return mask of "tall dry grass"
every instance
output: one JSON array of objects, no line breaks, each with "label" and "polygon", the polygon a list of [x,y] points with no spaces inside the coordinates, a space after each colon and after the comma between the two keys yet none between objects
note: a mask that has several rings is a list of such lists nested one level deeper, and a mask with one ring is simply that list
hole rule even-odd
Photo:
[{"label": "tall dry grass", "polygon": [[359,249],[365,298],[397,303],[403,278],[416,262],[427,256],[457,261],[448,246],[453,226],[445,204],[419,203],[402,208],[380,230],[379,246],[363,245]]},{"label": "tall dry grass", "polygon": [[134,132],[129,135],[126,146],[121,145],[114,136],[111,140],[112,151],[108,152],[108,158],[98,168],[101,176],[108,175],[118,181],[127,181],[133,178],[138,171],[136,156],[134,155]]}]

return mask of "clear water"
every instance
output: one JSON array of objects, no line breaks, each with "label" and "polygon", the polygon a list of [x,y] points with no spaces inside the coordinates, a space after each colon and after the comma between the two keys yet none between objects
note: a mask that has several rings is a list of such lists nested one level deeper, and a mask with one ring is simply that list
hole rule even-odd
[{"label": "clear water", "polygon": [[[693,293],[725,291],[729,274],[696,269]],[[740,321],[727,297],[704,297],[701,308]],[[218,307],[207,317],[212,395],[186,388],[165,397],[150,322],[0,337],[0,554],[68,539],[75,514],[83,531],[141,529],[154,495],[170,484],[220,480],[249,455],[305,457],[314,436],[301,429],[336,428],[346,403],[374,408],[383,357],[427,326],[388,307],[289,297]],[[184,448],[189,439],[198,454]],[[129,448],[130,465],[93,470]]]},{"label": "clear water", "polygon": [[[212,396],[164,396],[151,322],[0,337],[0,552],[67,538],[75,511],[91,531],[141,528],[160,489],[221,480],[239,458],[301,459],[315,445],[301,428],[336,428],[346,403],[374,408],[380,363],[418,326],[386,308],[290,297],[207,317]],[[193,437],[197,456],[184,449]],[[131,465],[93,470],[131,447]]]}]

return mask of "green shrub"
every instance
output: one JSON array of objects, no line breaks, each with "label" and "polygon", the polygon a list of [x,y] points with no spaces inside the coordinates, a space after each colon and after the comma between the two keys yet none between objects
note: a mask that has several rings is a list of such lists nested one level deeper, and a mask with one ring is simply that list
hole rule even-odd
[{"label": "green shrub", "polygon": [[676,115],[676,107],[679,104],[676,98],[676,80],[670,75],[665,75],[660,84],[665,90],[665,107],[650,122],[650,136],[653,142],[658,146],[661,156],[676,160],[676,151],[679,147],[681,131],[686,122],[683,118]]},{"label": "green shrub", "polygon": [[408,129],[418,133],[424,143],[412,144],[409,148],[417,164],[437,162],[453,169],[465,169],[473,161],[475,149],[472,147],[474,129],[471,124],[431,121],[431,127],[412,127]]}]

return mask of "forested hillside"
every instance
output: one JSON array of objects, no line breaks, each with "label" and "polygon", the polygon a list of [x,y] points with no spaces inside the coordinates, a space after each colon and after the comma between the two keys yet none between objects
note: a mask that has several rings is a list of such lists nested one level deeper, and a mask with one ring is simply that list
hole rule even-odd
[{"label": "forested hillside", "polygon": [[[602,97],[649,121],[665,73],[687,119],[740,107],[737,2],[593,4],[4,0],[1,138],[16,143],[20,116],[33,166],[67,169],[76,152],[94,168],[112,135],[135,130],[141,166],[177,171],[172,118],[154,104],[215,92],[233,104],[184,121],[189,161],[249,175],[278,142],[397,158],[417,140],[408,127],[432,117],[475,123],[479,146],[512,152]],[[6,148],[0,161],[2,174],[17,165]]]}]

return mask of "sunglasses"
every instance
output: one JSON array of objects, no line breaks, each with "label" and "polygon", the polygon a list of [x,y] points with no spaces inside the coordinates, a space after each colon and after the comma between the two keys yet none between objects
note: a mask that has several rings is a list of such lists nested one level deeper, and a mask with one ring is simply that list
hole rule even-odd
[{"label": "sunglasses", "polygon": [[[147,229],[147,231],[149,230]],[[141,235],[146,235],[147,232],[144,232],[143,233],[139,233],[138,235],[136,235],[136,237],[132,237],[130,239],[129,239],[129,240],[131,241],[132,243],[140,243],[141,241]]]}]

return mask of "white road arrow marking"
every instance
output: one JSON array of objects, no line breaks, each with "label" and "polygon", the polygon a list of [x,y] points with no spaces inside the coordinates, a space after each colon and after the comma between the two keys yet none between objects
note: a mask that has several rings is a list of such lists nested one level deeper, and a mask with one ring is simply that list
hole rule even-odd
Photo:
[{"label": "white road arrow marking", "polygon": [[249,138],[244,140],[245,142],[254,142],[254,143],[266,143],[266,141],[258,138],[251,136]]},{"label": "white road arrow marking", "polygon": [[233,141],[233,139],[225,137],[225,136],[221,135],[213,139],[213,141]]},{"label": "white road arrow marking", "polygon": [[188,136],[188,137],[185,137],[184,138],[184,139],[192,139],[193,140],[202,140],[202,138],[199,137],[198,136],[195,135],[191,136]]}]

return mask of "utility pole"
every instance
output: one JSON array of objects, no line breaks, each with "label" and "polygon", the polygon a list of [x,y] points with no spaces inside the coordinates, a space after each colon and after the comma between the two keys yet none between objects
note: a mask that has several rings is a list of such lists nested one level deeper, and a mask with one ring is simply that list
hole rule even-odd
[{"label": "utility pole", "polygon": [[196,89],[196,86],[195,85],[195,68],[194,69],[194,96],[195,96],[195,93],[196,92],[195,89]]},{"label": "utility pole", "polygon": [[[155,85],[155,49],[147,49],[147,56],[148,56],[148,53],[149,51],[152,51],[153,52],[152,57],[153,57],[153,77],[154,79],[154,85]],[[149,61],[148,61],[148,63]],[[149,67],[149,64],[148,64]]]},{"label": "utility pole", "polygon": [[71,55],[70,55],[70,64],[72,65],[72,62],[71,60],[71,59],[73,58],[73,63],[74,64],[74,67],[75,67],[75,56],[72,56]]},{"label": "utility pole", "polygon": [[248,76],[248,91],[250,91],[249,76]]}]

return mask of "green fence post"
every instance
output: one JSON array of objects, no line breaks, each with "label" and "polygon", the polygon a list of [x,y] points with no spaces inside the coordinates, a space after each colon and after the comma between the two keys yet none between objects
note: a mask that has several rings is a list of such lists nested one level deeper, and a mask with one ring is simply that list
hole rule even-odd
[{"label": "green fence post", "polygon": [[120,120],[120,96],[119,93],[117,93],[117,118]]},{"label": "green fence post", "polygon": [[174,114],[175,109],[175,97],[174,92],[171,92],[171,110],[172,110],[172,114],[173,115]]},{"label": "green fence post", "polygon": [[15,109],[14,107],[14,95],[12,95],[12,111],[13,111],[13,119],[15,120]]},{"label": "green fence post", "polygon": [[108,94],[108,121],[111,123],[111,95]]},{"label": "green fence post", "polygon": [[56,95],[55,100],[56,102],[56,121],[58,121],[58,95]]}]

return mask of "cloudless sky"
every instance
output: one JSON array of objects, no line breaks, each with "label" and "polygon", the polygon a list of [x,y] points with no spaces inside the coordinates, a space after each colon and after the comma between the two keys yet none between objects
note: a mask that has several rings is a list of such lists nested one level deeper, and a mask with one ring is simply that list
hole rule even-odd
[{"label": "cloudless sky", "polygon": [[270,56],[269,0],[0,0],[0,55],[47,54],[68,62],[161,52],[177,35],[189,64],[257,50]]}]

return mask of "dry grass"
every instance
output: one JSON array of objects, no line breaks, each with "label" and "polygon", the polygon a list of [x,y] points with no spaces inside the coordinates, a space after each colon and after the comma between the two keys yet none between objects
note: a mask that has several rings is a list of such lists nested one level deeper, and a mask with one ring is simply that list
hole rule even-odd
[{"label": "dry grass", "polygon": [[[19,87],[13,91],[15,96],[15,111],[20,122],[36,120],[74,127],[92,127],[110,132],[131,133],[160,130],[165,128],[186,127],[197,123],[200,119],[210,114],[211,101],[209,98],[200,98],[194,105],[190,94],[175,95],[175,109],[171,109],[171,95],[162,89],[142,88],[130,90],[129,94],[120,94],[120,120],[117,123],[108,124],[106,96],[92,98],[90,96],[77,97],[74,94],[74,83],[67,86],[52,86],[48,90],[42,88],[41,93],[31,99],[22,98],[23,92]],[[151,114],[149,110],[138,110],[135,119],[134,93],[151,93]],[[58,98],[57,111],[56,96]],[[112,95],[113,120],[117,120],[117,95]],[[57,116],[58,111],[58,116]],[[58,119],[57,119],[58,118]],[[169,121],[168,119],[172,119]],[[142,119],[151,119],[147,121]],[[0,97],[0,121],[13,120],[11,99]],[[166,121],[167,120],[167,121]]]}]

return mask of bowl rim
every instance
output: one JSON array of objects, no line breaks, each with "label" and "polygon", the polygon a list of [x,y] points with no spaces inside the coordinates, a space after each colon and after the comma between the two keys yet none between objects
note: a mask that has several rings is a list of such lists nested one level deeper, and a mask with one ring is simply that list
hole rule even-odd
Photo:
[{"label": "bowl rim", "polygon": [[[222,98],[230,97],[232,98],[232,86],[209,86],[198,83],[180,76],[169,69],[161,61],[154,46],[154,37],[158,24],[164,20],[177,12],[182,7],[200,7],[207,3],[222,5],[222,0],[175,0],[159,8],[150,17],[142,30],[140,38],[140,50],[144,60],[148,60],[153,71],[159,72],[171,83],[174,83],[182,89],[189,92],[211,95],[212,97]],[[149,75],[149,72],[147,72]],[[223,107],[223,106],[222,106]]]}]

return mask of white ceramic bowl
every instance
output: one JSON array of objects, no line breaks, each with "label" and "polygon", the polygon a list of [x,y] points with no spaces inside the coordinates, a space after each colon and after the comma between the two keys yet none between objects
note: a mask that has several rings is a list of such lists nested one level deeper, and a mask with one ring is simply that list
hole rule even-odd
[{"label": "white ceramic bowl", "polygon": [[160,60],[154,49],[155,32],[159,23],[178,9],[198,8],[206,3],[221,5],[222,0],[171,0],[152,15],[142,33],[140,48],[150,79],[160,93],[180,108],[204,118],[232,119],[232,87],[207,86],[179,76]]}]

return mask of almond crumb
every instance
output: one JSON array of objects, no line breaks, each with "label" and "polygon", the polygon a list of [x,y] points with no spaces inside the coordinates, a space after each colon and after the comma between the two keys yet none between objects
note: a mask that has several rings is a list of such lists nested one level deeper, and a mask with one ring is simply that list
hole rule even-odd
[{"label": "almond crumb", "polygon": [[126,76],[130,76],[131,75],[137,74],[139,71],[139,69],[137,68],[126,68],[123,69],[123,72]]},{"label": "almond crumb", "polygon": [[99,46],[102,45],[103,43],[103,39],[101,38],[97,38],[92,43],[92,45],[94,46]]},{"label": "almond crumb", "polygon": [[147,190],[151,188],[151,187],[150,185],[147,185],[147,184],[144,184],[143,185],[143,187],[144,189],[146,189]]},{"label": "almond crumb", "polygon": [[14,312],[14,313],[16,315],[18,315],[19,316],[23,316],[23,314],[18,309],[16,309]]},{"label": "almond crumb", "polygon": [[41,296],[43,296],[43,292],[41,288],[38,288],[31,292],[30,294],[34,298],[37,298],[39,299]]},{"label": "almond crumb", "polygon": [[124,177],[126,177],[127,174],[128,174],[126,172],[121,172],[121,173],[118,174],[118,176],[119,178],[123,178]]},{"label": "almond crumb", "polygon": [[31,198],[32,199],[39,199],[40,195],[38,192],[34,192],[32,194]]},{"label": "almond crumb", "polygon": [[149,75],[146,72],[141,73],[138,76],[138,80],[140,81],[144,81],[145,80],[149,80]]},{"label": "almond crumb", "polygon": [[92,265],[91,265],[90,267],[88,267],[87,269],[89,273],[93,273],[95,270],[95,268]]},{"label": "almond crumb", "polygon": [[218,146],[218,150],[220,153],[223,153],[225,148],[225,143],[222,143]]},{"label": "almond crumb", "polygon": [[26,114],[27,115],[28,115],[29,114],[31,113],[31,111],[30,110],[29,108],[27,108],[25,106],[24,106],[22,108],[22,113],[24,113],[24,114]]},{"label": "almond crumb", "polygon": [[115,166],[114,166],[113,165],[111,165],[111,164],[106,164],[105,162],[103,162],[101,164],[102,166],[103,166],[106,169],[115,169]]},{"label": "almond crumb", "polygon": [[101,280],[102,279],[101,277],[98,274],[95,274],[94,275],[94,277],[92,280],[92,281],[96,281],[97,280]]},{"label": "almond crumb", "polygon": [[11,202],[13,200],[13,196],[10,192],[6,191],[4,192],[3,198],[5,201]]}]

> **Goal**: Which rows above contain the string "marking"? Return each such line in full, and treat uppercase and lowercase letters as different.

> **Answer to this task**:
return mask of "white road arrow marking"
[{"label": "white road arrow marking", "polygon": [[249,138],[244,140],[245,142],[254,142],[254,143],[266,143],[266,141],[258,138],[251,136]]},{"label": "white road arrow marking", "polygon": [[233,141],[233,139],[225,137],[225,136],[221,135],[213,139],[213,141]]},{"label": "white road arrow marking", "polygon": [[188,136],[188,137],[185,137],[184,138],[184,139],[192,139],[193,140],[202,140],[202,138],[199,137],[198,136],[195,135],[191,136]]}]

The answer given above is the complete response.